Secretário de Assuntos
Fundiários, Nabhan Garcia chamou as escolas do movimento de "fabriquinhas de ditadores"
Mauro Ramos
Brasil de Fato
Filhos de trabalhadores rurais sem-terra no estado de Alagoas / MST | AL
O
secretário especial de Assuntos Fundiários, Luiz Antônio Nabhan Garcia, afirmou
que pretende fechar as escolas do Movimento dos
Trabalhadores Rurais Sem Terra (MST), chamando-as de “fabriquinhas
de ditadores”. Em entrevista à
revista Veja, Nabhan Garcia
disse que o movimento de luta pela reforma agrária é uma “organização criminosa” e
defendeu o direito de os fazendeiros utilizarem armas de fogo quando
tiverem propriedades improdutivas ocupadas.
Segundo a assessoria de
imprensa do MST, cerca de 1,5 mil escolas do movimento são responsáveis
pela educação de crianças e jovens de 7 a 14 anos. Destas, 1,1 mil são
reconhecidas pelos conselhos estaduais de educação e cultura.
Presidente
da União Democrática Ruralista (UDR), vinculada
ao patronato rural, Nabhan Garcia é conhecido por apoiar o desmatamento da
Amazônia. Ele também teve que depôr à Comissão Parlamentar
Mista de Inquérito (CPMI) da Terra por porte ilegal de armas, contrabando e
organização de milícias privadas na região do Pontal do Paranapanema, em São
Paulo. A UDR, por sua vez, tem sido questionada pelo MST e por intelectuais
brasileiros desde a sua formação. No livro A Nova Direita - aparelhos de ação
política e ideológica no Brasil contemporâneo,
Flávio Henrique Calheiros menciona a UDR como um dos "aparelhos
organizativos da burguesia brasileira".
O autor afirma que, durante
Assembleia Constituinte, em 1987, a organização “atacou de forma veemente o
trecho da proposta da Constituição referente aos direitos sociais”.

Exercício 1
De acordo com a assessoria de imprensa do MST citada no trecho, quantas escolas do movimento são reconhecidas pelos conselhos estaduais de educação e cultura?

Registros de pontos rotulados:
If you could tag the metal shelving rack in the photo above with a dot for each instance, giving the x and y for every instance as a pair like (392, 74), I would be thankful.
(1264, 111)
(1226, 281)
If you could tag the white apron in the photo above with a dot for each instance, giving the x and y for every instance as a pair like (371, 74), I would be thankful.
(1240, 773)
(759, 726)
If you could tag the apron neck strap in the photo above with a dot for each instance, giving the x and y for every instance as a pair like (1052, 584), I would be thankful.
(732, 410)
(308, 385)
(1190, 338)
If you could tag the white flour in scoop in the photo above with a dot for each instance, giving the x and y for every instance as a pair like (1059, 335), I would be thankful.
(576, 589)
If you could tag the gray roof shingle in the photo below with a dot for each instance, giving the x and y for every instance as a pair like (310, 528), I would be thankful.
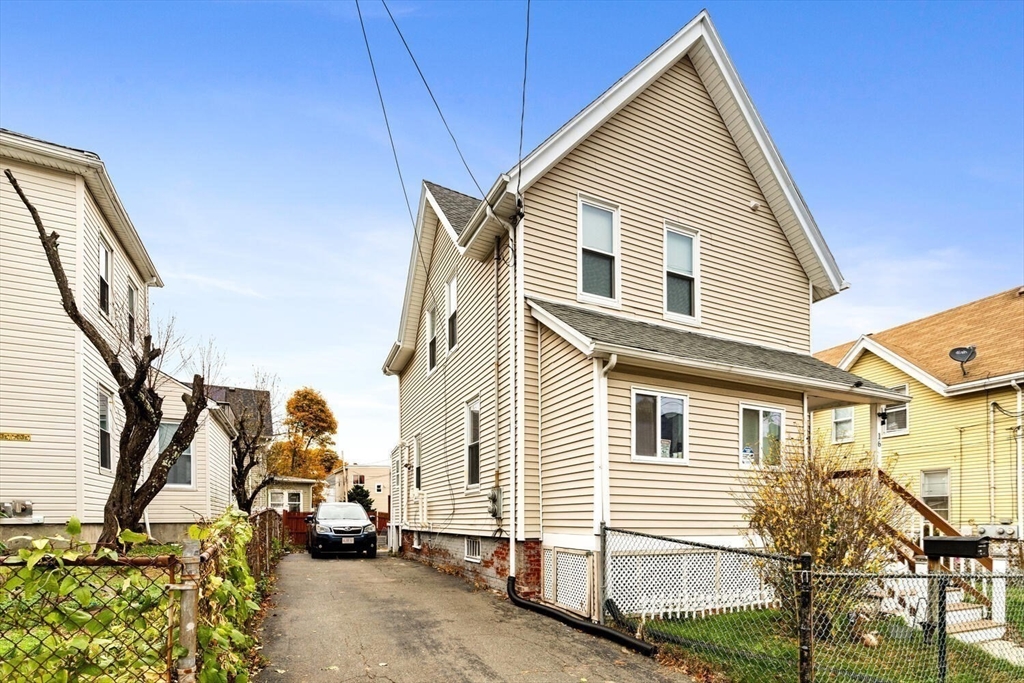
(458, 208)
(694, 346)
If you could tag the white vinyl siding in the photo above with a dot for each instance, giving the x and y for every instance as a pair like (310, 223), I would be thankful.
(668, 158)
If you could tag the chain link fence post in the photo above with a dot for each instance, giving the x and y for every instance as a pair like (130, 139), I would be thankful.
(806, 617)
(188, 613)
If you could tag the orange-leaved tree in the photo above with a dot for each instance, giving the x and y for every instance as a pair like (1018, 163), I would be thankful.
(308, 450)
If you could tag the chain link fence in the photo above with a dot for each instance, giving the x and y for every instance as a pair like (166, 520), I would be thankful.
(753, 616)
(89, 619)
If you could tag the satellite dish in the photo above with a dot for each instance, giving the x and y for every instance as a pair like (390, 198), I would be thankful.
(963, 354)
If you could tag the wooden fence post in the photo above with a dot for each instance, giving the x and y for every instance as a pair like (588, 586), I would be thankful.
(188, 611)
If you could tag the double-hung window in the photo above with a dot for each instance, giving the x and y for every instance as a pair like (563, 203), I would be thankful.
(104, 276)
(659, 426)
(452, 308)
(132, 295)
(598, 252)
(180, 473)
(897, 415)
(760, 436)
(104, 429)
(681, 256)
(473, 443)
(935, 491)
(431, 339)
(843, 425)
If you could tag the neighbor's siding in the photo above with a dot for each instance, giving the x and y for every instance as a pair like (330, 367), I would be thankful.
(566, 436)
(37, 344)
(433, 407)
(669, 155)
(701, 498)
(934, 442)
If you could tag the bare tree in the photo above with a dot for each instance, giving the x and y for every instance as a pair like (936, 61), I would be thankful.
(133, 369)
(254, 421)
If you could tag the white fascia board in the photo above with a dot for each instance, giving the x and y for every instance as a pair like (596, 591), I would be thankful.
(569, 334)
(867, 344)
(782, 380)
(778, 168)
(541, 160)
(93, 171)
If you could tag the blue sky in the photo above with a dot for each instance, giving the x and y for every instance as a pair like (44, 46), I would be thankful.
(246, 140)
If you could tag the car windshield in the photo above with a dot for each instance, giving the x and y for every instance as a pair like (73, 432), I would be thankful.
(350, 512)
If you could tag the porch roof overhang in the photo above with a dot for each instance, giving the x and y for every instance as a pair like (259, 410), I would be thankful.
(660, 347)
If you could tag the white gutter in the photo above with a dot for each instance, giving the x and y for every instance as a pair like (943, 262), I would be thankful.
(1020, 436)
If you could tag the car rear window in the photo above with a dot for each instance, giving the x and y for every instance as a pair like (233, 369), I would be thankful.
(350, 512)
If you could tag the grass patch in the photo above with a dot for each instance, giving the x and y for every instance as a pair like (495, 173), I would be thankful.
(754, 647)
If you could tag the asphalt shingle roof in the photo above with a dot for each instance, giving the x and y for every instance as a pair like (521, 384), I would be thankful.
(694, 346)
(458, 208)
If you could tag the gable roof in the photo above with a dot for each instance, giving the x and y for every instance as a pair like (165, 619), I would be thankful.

Exercício 2
Identifique e copie cada linha dos registros que contenha a palavra "rack". Diferenças entre maiúsculas e minúsculas contam.

Resolução comentada 1
Cerca de 1,1 mil escolas.

Resolução comentada 2
If you could tag the metal shelving rack in the photo above with a dot for each instance, giving the x and y for every instance as a pair like (392, 74), I would be thankful.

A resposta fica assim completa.